My team hasn’t done the 3 questions in many, many years because it distracted us from the priorities. I still found ideas to take back to our team. Wrote them down for next retro. The Q&A was great. Lots of opinions!

[kcdc 2025] The problems that arise when focusing on predictability instead of variability

Speaker: Joel Tosi

@joelstosi@mastodon.social

Deck

For more see the table of contents


General

  • Suppose a team does 5-15 days per story. What is normal?
  • Want to see variability/stop hiding it.
  • Can’t use number of story points to guarantee delivery date

Process behavior chart

  • Shewhart chart. Goal is to differentiate variation due to common causes and special causes
  • Understand variability; don’t hide this
  • If do nothing, a system with deliver results within a given range.
  • Stable system may have more variability than you would like, but is stable
  • If stretch goals outside range, won’t happen
  • Helps make better decisions
  • Two teams with same average have different stories and different problems
  • Can figure out max/min. Just because max happened once, doesn’t make it repeatable

Anti patterns

  • Always add more planning
  • Pre-planning meeting to planning
  • Tampering – make random decisions based on observable patterns without understanding why
  • Stretch goals are a lie.

*Things to do*.
a) Shorten the paragraph in the conference notes that begins "My team hasn’t done the 3 questions" into a short list of its main facts.
b) Decide whether each statement agrees with the conference notes, answering yes or no and quoting the words that settle it: (i) Joel Tosi gave the talk. (ii) Story points can guarantee a delivery date. (iii) The anti patterns include stretch goals.

*Material shown*.
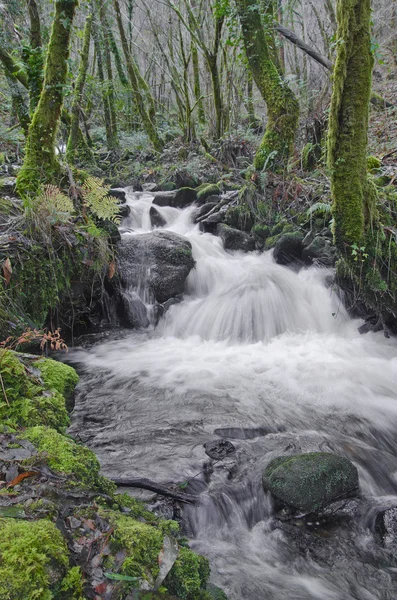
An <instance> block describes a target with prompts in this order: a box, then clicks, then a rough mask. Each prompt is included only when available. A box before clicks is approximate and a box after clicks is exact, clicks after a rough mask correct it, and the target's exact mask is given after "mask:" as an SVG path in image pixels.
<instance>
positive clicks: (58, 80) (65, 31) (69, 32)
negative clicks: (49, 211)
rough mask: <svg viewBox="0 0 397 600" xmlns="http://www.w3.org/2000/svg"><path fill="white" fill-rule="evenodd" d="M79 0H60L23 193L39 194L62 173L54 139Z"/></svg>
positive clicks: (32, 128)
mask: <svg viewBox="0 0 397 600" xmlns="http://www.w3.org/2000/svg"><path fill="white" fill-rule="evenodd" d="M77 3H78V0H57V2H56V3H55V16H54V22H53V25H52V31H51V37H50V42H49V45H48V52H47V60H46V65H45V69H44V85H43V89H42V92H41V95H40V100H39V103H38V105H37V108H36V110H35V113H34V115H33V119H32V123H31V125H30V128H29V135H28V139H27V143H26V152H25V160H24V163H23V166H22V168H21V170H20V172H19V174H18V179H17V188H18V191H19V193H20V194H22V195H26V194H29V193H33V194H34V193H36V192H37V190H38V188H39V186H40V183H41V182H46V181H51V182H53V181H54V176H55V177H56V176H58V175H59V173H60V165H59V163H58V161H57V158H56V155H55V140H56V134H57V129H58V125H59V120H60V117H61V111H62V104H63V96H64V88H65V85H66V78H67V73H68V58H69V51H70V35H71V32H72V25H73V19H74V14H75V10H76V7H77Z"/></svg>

* * *

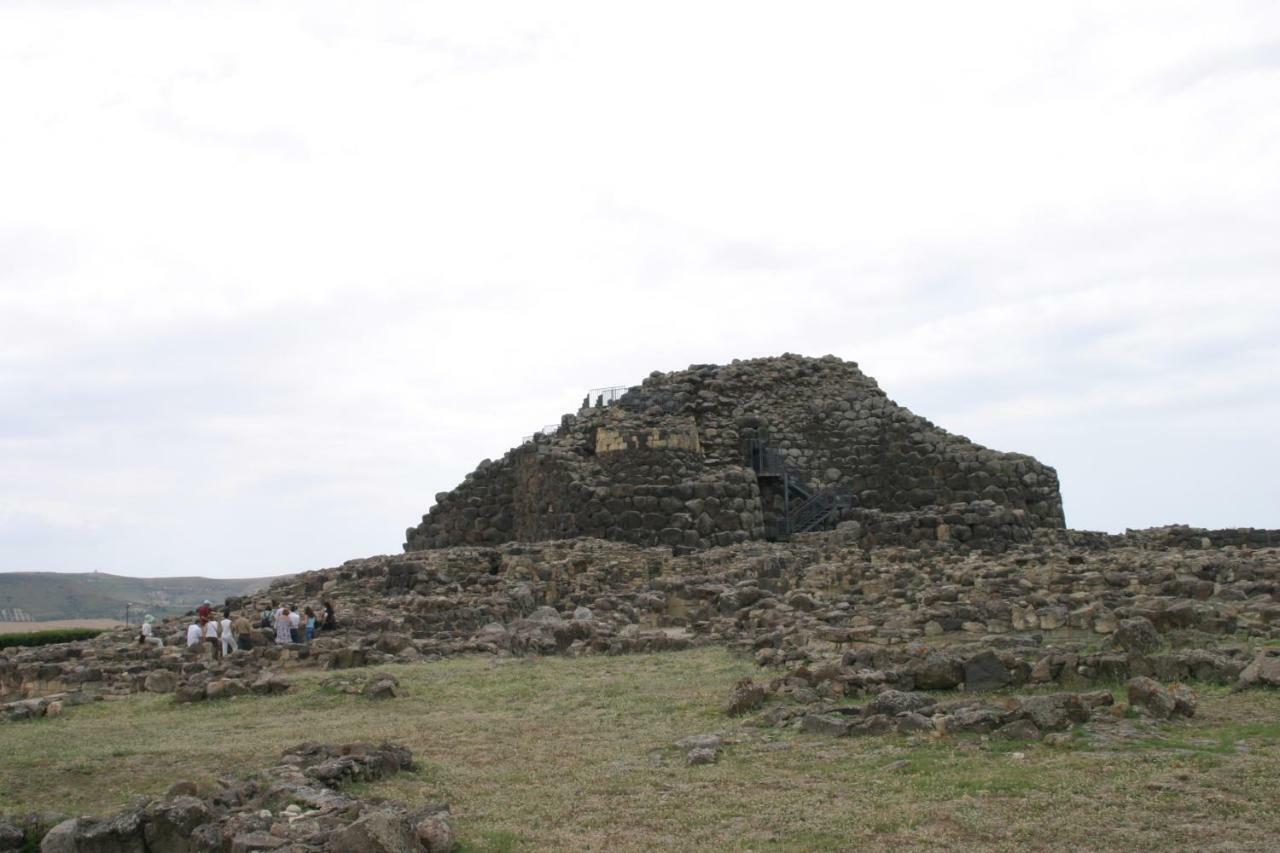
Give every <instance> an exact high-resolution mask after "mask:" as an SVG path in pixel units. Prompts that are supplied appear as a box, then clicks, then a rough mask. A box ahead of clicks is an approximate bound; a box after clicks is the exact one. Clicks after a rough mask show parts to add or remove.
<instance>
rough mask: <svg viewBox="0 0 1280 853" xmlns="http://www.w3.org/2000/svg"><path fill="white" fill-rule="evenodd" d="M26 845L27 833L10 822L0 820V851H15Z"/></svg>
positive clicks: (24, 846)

==

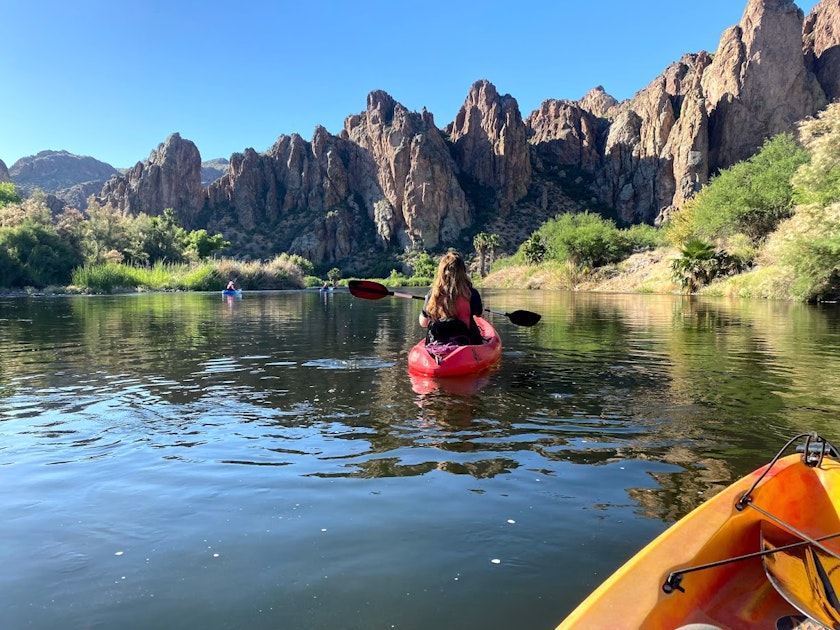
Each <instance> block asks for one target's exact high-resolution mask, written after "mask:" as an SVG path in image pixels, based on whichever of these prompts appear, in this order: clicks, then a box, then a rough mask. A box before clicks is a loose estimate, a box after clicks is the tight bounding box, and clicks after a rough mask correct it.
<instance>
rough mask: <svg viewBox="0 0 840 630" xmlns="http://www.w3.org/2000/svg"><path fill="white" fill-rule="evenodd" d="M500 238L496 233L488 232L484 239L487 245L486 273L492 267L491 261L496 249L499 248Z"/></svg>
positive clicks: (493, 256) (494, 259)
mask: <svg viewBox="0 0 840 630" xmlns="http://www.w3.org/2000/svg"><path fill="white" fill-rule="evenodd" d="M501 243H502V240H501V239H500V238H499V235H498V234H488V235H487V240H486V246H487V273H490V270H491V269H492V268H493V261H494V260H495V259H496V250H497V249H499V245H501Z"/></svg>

*Results of the tasks*.
a)
- The writer's team stopped doing the 3 questions many years ago because they distracted from priorities.
- The writer still found ideas to bring back to the team and noted them for the next retro.
- The Q&A was great, with lots of opinions.

b)
(i) Yes: "Speaker: Joel Tosi"
(ii) No: "Can’t use number of story points to guarantee delivery date"
(iii) Yes: "Stretch goals are a lie."